Exercise task
Rewrite the listing below, changing every "frame" to "image" and keeping everything else unchanged. Omit the pictures from your copy.
——
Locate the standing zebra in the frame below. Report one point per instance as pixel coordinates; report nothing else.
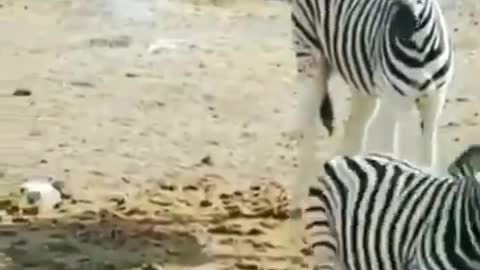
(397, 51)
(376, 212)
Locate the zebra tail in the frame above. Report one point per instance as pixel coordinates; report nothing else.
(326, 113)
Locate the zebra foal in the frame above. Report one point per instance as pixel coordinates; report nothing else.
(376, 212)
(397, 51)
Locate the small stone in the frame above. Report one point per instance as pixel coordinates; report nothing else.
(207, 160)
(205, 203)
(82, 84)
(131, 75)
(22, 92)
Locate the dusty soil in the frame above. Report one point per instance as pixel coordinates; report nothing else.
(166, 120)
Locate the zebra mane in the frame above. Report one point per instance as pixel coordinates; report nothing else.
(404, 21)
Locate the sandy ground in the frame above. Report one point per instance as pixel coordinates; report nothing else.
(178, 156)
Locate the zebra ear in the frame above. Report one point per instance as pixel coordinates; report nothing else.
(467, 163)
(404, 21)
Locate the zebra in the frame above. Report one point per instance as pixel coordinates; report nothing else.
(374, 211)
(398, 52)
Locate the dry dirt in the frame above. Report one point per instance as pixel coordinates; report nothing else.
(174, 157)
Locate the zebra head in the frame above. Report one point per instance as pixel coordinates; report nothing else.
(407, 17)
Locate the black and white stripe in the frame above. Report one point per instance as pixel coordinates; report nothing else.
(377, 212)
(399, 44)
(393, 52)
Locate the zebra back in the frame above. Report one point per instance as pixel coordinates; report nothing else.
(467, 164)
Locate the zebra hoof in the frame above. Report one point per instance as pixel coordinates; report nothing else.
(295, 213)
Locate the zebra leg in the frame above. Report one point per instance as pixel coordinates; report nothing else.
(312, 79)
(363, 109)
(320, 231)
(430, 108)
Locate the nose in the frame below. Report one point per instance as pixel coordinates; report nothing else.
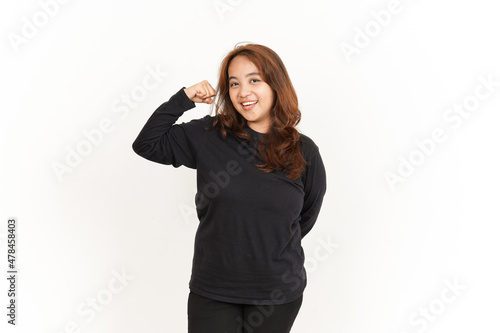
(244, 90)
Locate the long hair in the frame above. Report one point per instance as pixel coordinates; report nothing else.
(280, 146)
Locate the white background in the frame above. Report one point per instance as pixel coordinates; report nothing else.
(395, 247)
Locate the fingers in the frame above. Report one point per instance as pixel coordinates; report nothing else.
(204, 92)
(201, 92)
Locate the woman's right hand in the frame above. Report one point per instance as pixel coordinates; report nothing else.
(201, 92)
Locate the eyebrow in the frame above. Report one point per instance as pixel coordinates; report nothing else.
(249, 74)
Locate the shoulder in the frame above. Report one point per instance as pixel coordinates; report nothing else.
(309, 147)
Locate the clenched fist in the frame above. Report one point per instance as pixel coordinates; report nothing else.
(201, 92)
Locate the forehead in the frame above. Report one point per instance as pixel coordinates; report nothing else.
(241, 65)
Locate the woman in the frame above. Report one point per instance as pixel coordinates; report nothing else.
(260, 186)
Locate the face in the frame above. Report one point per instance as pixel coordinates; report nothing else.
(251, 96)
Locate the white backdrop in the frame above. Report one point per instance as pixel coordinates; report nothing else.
——
Written answer
Locate the standing zebra in the image below. Report one point per instance as pixel coordinates; report nothing else.
(397, 51)
(376, 212)
Locate the zebra tail in the image above. Report one point per instance as pixel coordinates; report nothing else.
(326, 113)
Locate the zebra foal in the image above. Report one point per instance as pixel coordinates; report nothing else.
(376, 212)
(397, 51)
Locate the small stone in the image above. Report one point per instance as pixel coordinates; report nothing else.
(207, 160)
(205, 203)
(82, 84)
(131, 75)
(22, 92)
Locate the dusty soil in the image above. Report one point per instance as pixel coordinates; report nothing else.
(166, 120)
Locate the zebra mane in the image above. Report one point per instance as pixel coordinates; report nothing else.
(404, 21)
Locate the sandy ground in the image above. Report one point per instance as pixel coordinates; report nothing else.
(178, 156)
Locate the zebra ear in the image above. Report one point per instance as pixel coordinates; report nothing else.
(467, 163)
(404, 21)
Locate the zebra in the image above. Report one point per instance as pixel coordinates; report nothing else.
(374, 211)
(398, 52)
Locate the dry dirt in the image above. Report one point per instance as pixel coordinates; report nothing else.
(174, 157)
Locate the zebra head in the image above. Report one point per instance as pixel coordinates; report nothing else.
(407, 17)
Locate the black and white stripe in the image above. Report one point per instance as pixel coordinates; report nothing else.
(377, 212)
(399, 44)
(393, 52)
Locate the zebra back in the image above. Report one point per instance as pixel coordinates; report nothing else.
(467, 164)
Locate the zebra hoof in the image above. Report one point per instance as pixel coordinates; report nothing else.
(295, 213)
Locate the zebra leg in the image above. Report one point per instance as pixel coordinates; report nothing else.
(312, 79)
(363, 109)
(320, 231)
(430, 108)
Locate the nose in the image below. Report one point per instance as pixel coordinates; report nothing else.
(244, 90)
Locate the long hair in the image above. Report one point per instance as pixel coordinates; report nothing else.
(280, 146)
Locate the white background in the image above. Report one point per instance as pixel coordinates; report nothing else.
(395, 247)
Locate the fingers in the image above. Report one point per instance as pixel coordinates; report nothing else.
(204, 92)
(201, 92)
Locate the woman's right hand in the image above. Report one point per instance as pixel coordinates; report nothing else.
(201, 92)
Locate the eyebrow in the image above. Report one point per instance as pixel coordinates; report nothing else.
(249, 74)
Locate the shoulder in the image above. Report one point per instance as pixel coordinates; report nothing else.
(309, 147)
Locate the clenched fist in the image above. Report one point per instance as pixel coordinates; report nothing else.
(201, 92)
Locate the forehead in the image above. Report one point per instance as pixel coordinates; report nothing else.
(241, 65)
Locate the woman in the image above. Report one point per instance as pixel coordinates; report nothing else.
(260, 186)
Locate the face in the image above. Report one point per instance as pixel coordinates; report nothing else.
(251, 96)
Locate the white backdrop in the image above. Report one point per instance as pixel coordinates; report nothing else.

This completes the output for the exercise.